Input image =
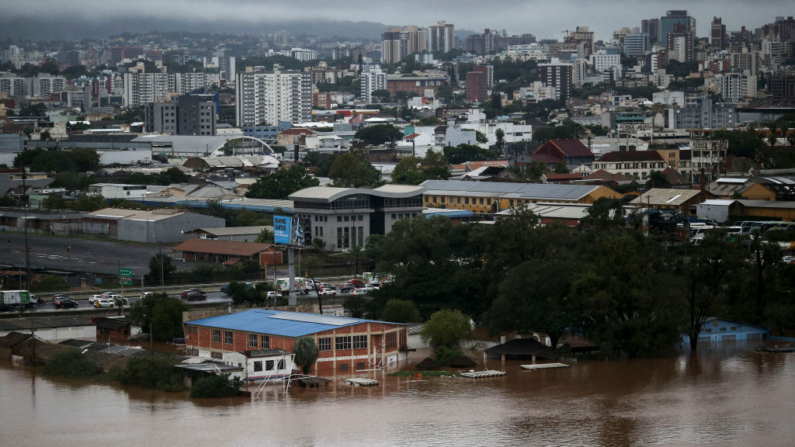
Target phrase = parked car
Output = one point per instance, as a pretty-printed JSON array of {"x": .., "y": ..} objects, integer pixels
[
  {"x": 103, "y": 302},
  {"x": 327, "y": 292},
  {"x": 347, "y": 288},
  {"x": 356, "y": 282},
  {"x": 63, "y": 301},
  {"x": 193, "y": 294}
]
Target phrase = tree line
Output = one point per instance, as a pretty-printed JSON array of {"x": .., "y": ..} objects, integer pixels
[{"x": 604, "y": 280}]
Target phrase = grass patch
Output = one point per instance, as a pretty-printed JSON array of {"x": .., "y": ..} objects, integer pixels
[
  {"x": 71, "y": 364},
  {"x": 424, "y": 373}
]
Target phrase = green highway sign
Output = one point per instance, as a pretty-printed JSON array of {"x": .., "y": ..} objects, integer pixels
[{"x": 125, "y": 277}]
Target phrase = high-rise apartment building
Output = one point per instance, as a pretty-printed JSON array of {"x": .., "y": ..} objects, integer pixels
[
  {"x": 680, "y": 45},
  {"x": 143, "y": 88},
  {"x": 478, "y": 83},
  {"x": 652, "y": 28},
  {"x": 718, "y": 38},
  {"x": 397, "y": 43},
  {"x": 441, "y": 37},
  {"x": 188, "y": 115},
  {"x": 43, "y": 84},
  {"x": 672, "y": 21},
  {"x": 271, "y": 97},
  {"x": 371, "y": 79},
  {"x": 637, "y": 45},
  {"x": 558, "y": 75},
  {"x": 118, "y": 54}
]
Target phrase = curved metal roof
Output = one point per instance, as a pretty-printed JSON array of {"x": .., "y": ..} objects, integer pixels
[{"x": 330, "y": 194}]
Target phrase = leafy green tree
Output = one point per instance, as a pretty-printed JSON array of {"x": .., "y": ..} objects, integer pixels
[
  {"x": 379, "y": 134},
  {"x": 534, "y": 297},
  {"x": 282, "y": 183},
  {"x": 160, "y": 312},
  {"x": 446, "y": 329},
  {"x": 306, "y": 353},
  {"x": 401, "y": 311},
  {"x": 467, "y": 152},
  {"x": 657, "y": 180},
  {"x": 168, "y": 267},
  {"x": 605, "y": 214},
  {"x": 703, "y": 273},
  {"x": 356, "y": 305}
]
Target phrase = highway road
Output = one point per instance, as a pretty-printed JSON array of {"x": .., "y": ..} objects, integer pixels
[
  {"x": 83, "y": 304},
  {"x": 80, "y": 255}
]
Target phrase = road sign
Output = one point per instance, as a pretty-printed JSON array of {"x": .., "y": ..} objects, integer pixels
[{"x": 125, "y": 277}]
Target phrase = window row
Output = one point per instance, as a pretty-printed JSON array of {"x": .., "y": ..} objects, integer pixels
[{"x": 342, "y": 343}]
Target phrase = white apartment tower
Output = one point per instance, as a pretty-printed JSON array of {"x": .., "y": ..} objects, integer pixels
[
  {"x": 270, "y": 97},
  {"x": 372, "y": 79},
  {"x": 143, "y": 88}
]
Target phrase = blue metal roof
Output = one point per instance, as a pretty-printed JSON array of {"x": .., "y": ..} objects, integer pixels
[{"x": 276, "y": 322}]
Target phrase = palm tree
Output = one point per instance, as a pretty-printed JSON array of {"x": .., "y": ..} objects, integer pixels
[{"x": 306, "y": 353}]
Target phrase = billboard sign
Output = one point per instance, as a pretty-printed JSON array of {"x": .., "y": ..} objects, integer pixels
[{"x": 282, "y": 230}]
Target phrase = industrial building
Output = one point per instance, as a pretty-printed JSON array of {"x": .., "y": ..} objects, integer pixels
[
  {"x": 346, "y": 345},
  {"x": 161, "y": 225},
  {"x": 492, "y": 197}
]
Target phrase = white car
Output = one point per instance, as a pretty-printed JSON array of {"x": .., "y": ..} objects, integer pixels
[
  {"x": 327, "y": 292},
  {"x": 103, "y": 302}
]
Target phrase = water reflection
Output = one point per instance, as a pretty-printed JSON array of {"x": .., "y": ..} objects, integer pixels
[{"x": 725, "y": 396}]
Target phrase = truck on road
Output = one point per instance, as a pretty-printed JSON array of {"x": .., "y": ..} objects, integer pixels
[{"x": 12, "y": 299}]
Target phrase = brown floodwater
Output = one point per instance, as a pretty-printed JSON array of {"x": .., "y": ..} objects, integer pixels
[{"x": 726, "y": 396}]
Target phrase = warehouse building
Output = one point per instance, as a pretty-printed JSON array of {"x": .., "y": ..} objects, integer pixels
[
  {"x": 492, "y": 197},
  {"x": 346, "y": 345},
  {"x": 161, "y": 225}
]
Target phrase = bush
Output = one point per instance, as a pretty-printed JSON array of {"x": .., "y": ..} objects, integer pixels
[
  {"x": 156, "y": 373},
  {"x": 71, "y": 364},
  {"x": 216, "y": 386},
  {"x": 445, "y": 356}
]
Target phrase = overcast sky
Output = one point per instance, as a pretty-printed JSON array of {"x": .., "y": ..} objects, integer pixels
[{"x": 543, "y": 18}]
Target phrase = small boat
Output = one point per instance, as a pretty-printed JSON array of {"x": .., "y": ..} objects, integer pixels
[
  {"x": 472, "y": 374},
  {"x": 545, "y": 366},
  {"x": 362, "y": 382}
]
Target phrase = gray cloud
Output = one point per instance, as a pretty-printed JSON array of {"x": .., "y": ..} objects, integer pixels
[{"x": 542, "y": 18}]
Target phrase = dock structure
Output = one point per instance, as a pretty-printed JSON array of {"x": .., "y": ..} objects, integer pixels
[
  {"x": 312, "y": 382},
  {"x": 545, "y": 366},
  {"x": 481, "y": 374},
  {"x": 356, "y": 381}
]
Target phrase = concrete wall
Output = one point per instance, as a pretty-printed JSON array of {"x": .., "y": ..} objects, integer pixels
[{"x": 165, "y": 230}]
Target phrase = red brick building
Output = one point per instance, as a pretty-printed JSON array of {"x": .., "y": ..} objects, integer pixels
[{"x": 346, "y": 344}]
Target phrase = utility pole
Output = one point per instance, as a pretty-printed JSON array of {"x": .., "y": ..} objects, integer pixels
[{"x": 25, "y": 223}]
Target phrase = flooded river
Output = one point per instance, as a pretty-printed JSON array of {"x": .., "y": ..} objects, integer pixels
[{"x": 725, "y": 396}]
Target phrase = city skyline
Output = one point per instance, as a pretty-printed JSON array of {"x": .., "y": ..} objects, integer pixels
[{"x": 525, "y": 17}]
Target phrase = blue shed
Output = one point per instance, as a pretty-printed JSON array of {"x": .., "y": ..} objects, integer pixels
[{"x": 717, "y": 330}]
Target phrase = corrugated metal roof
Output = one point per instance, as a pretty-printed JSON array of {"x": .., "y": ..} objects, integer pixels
[
  {"x": 521, "y": 190},
  {"x": 275, "y": 322}
]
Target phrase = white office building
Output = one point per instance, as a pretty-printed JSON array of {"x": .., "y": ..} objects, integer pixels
[
  {"x": 372, "y": 79},
  {"x": 271, "y": 97}
]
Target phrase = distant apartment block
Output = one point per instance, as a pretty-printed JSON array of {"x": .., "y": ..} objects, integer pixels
[{"x": 271, "y": 97}]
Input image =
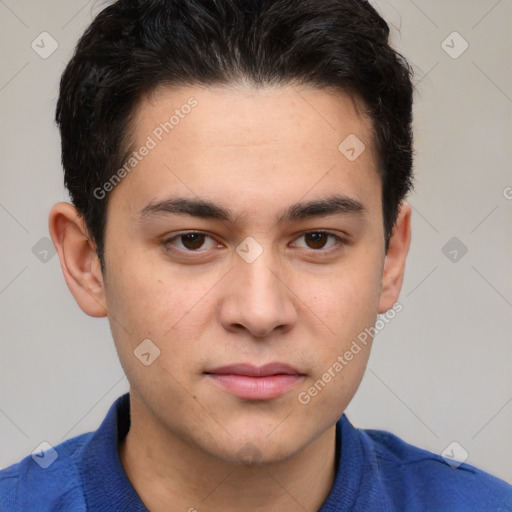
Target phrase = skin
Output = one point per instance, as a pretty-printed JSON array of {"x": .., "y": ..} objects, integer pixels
[{"x": 256, "y": 152}]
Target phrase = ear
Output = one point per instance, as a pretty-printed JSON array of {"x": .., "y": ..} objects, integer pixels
[
  {"x": 394, "y": 263},
  {"x": 78, "y": 260}
]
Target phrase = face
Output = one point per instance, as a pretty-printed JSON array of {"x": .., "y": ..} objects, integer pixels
[{"x": 250, "y": 250}]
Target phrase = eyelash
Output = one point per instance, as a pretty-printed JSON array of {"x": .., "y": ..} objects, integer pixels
[{"x": 340, "y": 242}]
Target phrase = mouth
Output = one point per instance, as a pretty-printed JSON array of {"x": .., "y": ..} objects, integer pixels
[{"x": 256, "y": 382}]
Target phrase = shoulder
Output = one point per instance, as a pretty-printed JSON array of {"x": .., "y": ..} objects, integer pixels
[
  {"x": 47, "y": 480},
  {"x": 423, "y": 480}
]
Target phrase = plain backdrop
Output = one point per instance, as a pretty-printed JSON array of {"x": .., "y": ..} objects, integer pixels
[{"x": 439, "y": 372}]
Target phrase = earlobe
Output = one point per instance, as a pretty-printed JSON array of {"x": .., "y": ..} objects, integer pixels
[
  {"x": 394, "y": 263},
  {"x": 78, "y": 259}
]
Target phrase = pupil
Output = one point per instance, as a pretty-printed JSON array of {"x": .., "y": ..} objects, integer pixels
[
  {"x": 193, "y": 240},
  {"x": 317, "y": 240}
]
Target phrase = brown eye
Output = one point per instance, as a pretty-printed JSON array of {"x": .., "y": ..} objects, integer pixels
[
  {"x": 193, "y": 241},
  {"x": 316, "y": 240},
  {"x": 322, "y": 242}
]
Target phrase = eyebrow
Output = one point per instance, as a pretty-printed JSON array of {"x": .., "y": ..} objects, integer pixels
[{"x": 205, "y": 209}]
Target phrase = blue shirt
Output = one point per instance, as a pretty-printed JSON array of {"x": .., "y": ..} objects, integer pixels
[{"x": 376, "y": 471}]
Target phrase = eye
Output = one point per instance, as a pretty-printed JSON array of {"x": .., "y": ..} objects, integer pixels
[
  {"x": 319, "y": 240},
  {"x": 190, "y": 241}
]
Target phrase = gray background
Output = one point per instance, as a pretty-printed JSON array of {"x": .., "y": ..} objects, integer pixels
[{"x": 439, "y": 372}]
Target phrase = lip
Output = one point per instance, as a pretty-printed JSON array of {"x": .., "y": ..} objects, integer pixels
[{"x": 256, "y": 382}]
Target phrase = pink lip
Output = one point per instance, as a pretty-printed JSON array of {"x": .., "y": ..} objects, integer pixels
[{"x": 256, "y": 383}]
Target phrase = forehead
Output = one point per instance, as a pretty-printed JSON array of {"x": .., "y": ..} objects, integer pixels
[{"x": 272, "y": 145}]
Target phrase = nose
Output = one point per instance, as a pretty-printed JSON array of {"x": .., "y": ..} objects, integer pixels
[{"x": 258, "y": 298}]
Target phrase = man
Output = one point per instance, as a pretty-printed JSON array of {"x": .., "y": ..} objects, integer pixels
[{"x": 238, "y": 171}]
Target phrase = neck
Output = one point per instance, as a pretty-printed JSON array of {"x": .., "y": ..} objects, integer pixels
[{"x": 171, "y": 475}]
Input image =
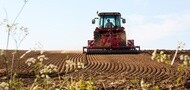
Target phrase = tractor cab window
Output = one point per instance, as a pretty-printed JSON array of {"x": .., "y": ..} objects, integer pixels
[{"x": 109, "y": 21}]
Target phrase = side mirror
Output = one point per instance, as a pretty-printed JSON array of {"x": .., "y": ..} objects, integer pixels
[
  {"x": 93, "y": 21},
  {"x": 123, "y": 20}
]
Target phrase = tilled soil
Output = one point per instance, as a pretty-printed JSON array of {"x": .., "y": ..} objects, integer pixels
[{"x": 115, "y": 71}]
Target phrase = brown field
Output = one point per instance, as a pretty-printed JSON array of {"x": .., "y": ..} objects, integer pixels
[{"x": 114, "y": 71}]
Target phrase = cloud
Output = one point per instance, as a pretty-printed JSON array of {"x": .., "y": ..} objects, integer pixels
[{"x": 148, "y": 29}]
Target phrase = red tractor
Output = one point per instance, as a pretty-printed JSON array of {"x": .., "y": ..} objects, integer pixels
[{"x": 110, "y": 36}]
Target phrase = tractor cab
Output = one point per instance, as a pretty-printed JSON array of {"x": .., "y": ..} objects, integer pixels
[
  {"x": 110, "y": 36},
  {"x": 109, "y": 20}
]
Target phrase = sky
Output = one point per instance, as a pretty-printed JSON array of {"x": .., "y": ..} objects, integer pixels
[{"x": 66, "y": 24}]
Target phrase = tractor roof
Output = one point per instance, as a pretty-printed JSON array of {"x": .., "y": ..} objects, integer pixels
[{"x": 109, "y": 13}]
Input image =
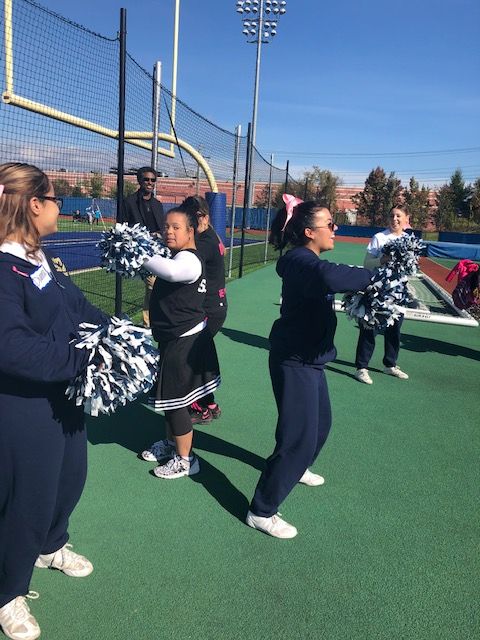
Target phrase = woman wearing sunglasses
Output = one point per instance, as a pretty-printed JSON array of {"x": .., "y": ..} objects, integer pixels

☆ ☆ ☆ ☆

▶ _Goal_
Using the records above, copy exactly and only the lines from the line with "Target phrase = red tractor" through the end, both included; leave every picture out.

▶ _Solution for this problem_
Target phrase = red tractor
Output = one point per instance, as a pretty-printed JSON array of {"x": .., "y": ..} objects, integer pixels
[{"x": 110, "y": 36}]
Target phrase = tractor cab
Output = one point per instance, as a pretty-printed JSON array of {"x": .., "y": ..} objects, integer pixels
[
  {"x": 110, "y": 36},
  {"x": 109, "y": 20}
]
Target phrase = sky
Output = one point per instance, as a pretty-printed JSON array of {"x": .., "y": ..} objects, integer pixels
[{"x": 66, "y": 24}]
Target phrase = tractor roof
Output = one point per instance, as a pretty-printed JSON array of {"x": .., "y": ..} objects, integer pixels
[{"x": 109, "y": 13}]
Input image =
Target phrase = woman wearing sunglasses
Output = one point per instance, as a pretty-printed JSON array of {"x": .., "y": ..} objects, integer pixels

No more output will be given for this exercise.